◆ **EXERCISE REQUIREMENTS**:
Below are lines of data; restate word for word those running from the line containing "find snow-covered sod" to the line containing "find grass turf", inclusive, and no others.

══════════════════════════════

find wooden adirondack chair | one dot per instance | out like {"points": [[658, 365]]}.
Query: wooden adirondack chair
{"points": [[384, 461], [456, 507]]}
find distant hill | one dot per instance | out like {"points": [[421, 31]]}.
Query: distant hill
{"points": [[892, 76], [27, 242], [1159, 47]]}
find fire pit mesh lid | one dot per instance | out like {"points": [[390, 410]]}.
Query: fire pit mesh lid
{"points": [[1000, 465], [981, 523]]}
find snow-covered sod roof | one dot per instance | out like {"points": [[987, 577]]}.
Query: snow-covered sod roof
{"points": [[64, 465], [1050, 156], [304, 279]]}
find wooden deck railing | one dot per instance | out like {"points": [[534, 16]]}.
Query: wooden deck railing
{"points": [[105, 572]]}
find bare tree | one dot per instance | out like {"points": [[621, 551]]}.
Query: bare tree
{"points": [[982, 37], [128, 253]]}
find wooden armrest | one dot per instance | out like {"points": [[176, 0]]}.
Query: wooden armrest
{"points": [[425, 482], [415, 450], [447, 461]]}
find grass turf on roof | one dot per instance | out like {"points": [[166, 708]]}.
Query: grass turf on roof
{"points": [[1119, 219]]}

══════════════════════════════

◆ **RESULT FOR THIS TASK**:
find snow-covered sod roof | one dot per instance | out like {"points": [[987, 577]]}.
Query: snow-covered sod roof
{"points": [[64, 465], [1050, 156], [304, 279]]}
find wooden deck railing | one dot per instance | out like {"points": [[534, 16]]}.
Query: wooden deck railing
{"points": [[105, 572]]}
find bare tree | one dot per instance | out like {"points": [[621, 551]]}.
Query: bare tree
{"points": [[982, 37], [128, 253]]}
find wooden armrest | one dot per instance | out like {"points": [[176, 0]]}.
Query: wooden armrest
{"points": [[425, 482], [415, 450], [447, 461]]}
find grass turf on roof | one dot per instance | out like {"points": [[166, 708]]}.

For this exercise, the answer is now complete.